Reproduce the lines from the one containing "where the shutter" through the end of the items below, inclusive, requests and all. In the answers, multiply each bounding-box coordinate by 0.6 and round it to a whole number with halves rounded up, leaving every number in the requests as it is.

* Begin Available records *

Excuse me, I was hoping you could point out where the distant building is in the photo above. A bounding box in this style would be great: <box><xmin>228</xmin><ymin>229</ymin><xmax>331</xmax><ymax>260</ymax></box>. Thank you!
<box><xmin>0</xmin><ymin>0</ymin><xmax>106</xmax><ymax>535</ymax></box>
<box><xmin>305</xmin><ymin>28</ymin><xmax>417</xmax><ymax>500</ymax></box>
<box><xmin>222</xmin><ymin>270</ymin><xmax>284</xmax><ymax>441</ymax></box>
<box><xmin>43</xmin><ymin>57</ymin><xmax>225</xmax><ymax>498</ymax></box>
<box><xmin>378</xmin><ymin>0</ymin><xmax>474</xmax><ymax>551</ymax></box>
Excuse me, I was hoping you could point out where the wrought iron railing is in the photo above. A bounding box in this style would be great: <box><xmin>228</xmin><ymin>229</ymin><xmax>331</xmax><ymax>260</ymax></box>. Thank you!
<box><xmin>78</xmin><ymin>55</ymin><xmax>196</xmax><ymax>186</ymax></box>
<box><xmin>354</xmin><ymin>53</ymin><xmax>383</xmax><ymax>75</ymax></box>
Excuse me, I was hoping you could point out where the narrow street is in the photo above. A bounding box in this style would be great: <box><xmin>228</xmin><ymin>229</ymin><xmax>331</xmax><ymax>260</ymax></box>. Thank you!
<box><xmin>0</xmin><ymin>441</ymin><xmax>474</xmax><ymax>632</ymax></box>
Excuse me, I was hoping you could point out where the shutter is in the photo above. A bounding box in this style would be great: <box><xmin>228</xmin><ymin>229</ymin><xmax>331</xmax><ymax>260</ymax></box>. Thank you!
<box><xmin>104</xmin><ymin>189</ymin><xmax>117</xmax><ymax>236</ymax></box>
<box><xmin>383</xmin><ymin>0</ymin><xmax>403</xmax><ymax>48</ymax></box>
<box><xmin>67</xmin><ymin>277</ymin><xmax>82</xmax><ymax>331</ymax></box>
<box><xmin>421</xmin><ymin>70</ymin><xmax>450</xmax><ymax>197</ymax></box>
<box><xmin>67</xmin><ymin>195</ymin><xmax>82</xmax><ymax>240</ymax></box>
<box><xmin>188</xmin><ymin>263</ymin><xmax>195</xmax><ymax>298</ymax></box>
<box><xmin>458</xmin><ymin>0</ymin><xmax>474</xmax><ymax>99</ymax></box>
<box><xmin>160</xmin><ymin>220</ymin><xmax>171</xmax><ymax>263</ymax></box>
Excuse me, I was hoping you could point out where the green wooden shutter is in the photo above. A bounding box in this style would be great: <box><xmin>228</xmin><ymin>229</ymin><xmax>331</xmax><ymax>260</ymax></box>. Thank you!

* End Available records *

Solution to this problem:
Excuse me, I was hoping you could point out where the shutter is in the photo above. A bounding box in this style would be great: <box><xmin>228</xmin><ymin>229</ymin><xmax>331</xmax><ymax>260</ymax></box>. Thank you!
<box><xmin>62</xmin><ymin>113</ymin><xmax>70</xmax><ymax>142</ymax></box>
<box><xmin>230</xmin><ymin>0</ymin><xmax>242</xmax><ymax>29</ymax></box>
<box><xmin>40</xmin><ymin>166</ymin><xmax>49</xmax><ymax>199</ymax></box>
<box><xmin>253</xmin><ymin>42</ymin><xmax>270</xmax><ymax>118</ymax></box>
<box><xmin>40</xmin><ymin>117</ymin><xmax>49</xmax><ymax>144</ymax></box>
<box><xmin>113</xmin><ymin>158</ymin><xmax>117</xmax><ymax>179</ymax></box>
<box><xmin>275</xmin><ymin>0</ymin><xmax>284</xmax><ymax>59</ymax></box>
<box><xmin>96</xmin><ymin>132</ymin><xmax>103</xmax><ymax>158</ymax></box>
Excuse me, I was hoping you could point out where the green wooden shutter is in the photo above. A bounding box in this style would be great: <box><xmin>228</xmin><ymin>229</ymin><xmax>331</xmax><ymax>260</ymax></box>. Thank you!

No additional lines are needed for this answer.